(Saved entries)
»»

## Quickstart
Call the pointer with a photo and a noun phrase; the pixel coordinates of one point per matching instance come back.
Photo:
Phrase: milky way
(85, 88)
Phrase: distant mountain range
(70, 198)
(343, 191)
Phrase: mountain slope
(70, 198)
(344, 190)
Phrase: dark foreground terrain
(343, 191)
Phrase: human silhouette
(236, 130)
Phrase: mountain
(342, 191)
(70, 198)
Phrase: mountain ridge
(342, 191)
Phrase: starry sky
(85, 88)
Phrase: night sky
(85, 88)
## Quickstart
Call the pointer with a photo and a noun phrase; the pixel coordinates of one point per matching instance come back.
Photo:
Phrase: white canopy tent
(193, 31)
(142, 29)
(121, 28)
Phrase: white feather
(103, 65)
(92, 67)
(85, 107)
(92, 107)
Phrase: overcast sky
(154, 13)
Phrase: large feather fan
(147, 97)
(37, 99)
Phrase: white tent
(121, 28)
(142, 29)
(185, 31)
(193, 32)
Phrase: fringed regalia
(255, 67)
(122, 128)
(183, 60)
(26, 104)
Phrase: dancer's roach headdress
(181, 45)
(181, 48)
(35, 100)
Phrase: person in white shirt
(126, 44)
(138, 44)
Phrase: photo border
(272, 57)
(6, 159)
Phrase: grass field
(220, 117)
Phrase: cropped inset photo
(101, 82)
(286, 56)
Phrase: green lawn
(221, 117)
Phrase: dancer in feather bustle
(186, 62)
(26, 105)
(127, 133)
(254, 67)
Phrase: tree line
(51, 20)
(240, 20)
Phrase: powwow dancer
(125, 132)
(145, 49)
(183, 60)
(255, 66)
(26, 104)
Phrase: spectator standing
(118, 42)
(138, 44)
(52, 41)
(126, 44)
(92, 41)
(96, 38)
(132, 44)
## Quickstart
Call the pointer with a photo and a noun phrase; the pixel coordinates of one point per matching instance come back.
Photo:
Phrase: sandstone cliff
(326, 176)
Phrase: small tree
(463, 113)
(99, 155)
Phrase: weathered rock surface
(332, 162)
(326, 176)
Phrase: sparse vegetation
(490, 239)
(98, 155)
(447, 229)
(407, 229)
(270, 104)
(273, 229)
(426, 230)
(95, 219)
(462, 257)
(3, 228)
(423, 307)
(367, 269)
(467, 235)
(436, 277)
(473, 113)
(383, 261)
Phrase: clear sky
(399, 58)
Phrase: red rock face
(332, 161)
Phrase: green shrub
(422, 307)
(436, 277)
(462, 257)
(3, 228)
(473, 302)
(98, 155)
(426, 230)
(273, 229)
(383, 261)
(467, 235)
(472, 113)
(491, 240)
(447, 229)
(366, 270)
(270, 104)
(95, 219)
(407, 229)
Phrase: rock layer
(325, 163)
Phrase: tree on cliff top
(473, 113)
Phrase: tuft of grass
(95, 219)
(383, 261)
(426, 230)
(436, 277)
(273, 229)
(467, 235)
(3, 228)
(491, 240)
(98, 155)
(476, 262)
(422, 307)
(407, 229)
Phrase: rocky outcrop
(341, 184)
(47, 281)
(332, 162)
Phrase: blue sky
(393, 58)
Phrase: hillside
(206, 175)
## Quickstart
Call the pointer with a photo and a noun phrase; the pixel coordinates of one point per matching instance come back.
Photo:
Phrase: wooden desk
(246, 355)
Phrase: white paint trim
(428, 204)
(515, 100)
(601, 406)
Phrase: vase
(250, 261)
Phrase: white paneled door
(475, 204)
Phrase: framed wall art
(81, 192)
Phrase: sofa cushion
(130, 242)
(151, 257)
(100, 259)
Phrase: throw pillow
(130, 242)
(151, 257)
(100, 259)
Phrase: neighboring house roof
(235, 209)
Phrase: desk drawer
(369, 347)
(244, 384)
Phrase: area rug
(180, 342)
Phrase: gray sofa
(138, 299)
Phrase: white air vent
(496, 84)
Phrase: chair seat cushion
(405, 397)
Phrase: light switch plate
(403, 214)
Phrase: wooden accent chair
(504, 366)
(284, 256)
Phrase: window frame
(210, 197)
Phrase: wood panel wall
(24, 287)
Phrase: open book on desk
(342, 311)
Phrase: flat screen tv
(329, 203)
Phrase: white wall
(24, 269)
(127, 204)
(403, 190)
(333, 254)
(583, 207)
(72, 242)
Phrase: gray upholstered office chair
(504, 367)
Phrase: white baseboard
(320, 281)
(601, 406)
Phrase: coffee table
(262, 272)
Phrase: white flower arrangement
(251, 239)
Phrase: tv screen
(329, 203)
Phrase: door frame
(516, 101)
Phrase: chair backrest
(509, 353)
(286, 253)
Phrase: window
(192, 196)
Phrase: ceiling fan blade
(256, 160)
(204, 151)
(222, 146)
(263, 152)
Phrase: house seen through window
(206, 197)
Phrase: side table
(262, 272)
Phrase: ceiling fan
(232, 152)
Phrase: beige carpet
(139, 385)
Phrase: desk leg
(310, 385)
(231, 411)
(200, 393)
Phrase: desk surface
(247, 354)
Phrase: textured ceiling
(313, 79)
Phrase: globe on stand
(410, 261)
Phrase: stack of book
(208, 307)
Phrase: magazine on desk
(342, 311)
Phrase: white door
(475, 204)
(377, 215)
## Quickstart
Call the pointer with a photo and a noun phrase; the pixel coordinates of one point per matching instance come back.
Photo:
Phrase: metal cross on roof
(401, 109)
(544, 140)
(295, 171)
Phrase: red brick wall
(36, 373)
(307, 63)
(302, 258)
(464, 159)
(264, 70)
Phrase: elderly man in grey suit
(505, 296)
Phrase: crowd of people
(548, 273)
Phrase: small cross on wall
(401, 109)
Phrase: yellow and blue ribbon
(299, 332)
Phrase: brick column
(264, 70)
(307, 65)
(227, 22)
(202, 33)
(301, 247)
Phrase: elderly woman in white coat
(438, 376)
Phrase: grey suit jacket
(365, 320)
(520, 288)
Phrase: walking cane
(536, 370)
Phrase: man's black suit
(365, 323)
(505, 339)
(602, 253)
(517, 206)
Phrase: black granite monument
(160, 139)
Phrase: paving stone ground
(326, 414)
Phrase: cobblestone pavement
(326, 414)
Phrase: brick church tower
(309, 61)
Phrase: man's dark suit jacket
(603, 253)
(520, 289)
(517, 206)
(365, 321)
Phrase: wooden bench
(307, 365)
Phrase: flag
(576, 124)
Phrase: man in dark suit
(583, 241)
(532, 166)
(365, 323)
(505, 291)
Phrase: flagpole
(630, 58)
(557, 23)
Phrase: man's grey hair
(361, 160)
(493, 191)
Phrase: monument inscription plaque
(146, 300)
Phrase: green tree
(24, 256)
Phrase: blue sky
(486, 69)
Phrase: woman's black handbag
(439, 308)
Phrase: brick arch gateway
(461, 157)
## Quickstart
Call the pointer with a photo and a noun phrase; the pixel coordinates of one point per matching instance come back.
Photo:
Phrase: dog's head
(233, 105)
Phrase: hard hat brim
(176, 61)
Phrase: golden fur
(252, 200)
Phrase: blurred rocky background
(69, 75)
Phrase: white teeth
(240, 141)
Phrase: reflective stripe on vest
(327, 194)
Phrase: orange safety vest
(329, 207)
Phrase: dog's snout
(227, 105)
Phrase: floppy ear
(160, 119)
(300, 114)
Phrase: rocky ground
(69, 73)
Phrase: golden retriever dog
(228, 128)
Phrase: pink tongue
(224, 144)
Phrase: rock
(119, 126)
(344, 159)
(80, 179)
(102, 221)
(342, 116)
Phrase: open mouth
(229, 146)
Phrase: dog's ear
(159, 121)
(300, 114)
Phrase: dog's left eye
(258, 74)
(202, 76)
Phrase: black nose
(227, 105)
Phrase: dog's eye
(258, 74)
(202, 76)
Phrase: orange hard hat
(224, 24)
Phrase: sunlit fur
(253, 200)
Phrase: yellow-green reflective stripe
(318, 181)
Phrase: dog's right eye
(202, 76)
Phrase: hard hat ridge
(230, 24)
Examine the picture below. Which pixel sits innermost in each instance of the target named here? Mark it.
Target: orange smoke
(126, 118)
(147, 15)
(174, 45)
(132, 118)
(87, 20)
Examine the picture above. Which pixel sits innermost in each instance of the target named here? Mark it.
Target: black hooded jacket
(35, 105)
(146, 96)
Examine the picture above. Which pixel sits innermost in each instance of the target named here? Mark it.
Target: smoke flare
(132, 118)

««

Each line from the one containing "Examine the picture below." to the close of the records must appear in the output exactly, and no other line.

Examine the picture below. Which pixel sits innermost in each instance of the target named here? Mark it.
Target: orange smoke
(126, 118)
(147, 15)
(174, 45)
(132, 118)
(87, 20)
Examine the picture above. Which pixel sits innermost in each instance of the target named here? Mark it.
Target: black hooded jacket
(35, 105)
(146, 96)
Examine the picture above. Which pixel sits innermost in each instance of the target named here? Mark it.
Target: smoke flare
(132, 118)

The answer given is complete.